Google's AI Overviews still cannot correctly answer the question "How many days of the week have a fish in them?", returning a single wrong answer a month after the bug was reported. The issue highlights ongoing reliability problems with AI-generated search summaries, as even simple nonsense questions trip up major AI systems.

read2 min views1 publishedJun 29, 2026
Google’s AI Still Doesn’t Know How to Spell the Days of the Week
Image: Opus (auto-discovered)

Last month, I wrote about a curious incident with Google’s AI Overviews (i.e., those AI-generated summaries that Google pushes on us instead of actual search results). If you asked Google’s AI a rather silly question — “How many days of the week have a fish in them?” — it would get tripped up and return a bunch of nonsensical results, insisting that some days of the week do, in fact, contain the word “fish” in them.

Now, just to be clear, no day of the week contains the word “fish” in its name. This seemed like an obvious bug akin to Google’s recommendations that people glue cheese to their pizza and eat rocks. I assumed that Google would use some of their billions of dollars to fix this rather glaring issue. So here we are, a month later, and as you can see, Google has addressed the issue. Sort of.

Instead of returning a different wrong answer every time I pose the question, Google now just sticks with a single wrong answer. Which I guess is progress, although the wonky formatting makes me worried that my simple question gave Google’s fake brain an aneurysm.

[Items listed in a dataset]
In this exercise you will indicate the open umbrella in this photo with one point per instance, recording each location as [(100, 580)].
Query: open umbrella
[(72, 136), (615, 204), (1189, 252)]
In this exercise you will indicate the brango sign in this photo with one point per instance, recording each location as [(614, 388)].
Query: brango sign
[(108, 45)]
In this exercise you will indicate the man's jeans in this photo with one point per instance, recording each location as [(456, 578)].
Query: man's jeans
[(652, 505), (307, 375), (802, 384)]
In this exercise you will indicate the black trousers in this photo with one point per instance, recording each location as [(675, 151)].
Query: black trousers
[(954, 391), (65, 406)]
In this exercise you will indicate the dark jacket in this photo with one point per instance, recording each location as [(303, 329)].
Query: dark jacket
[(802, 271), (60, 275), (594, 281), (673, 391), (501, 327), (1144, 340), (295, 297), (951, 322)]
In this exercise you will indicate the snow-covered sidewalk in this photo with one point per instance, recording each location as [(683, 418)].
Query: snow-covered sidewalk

[PROBLEM A] What does Google's AI now return for the fish question in the article about Google's AI Overviews, instead of a different wrong answer each time?
[PROBLEM B] List each detail, with its value, given in the line of the article about Google's AI Overviews that begins with "read".
[PROBLEM C] Please continue the article about Google's AI Overviews from the point where it stops.

[EXERCISE RESPONSE A] A single wrong answer.

[EXERCISE RESPONSE B]
Reading time: 2 min
Views: 1
Published: Jun 29, 2026

[EXERCISE RESPONSE C]
Interestingly, when I pose this question to Gemini directly instead of going through Google’s search, it gives a more accurate answer: “If we are looking at standard calendar names — zero. None of the days of the week are named after or contain the name of a fish.” But it follows that with a curious assertion: “It is just a classic nonsense riddle meant to trip people (and algorithms) up!”

Now, to be fair, Google isn’t the only one who gets it wrong. Claude and ChatGPT also returned absurd answers to my question. But are people really tripped up by this “classic” riddle? And is it even “classic”? I’d never heard of it until last month, and I suspect that most people quickly cop to its obviously nonsensical nature. So is Google’s assertion really just intended to make it more palatable that AI chatbots, even those created by some of the world’s biggest tech companies, still get it wrong even after all this time?

On the one hand, it is the sort of humorous aside that I’d write if I wanted to make my AI chatbot a bit more endearing. On the other hand, if AI still gets something so simple and obvious wrong, what does that say about its reliability concerning more important and complicated matters?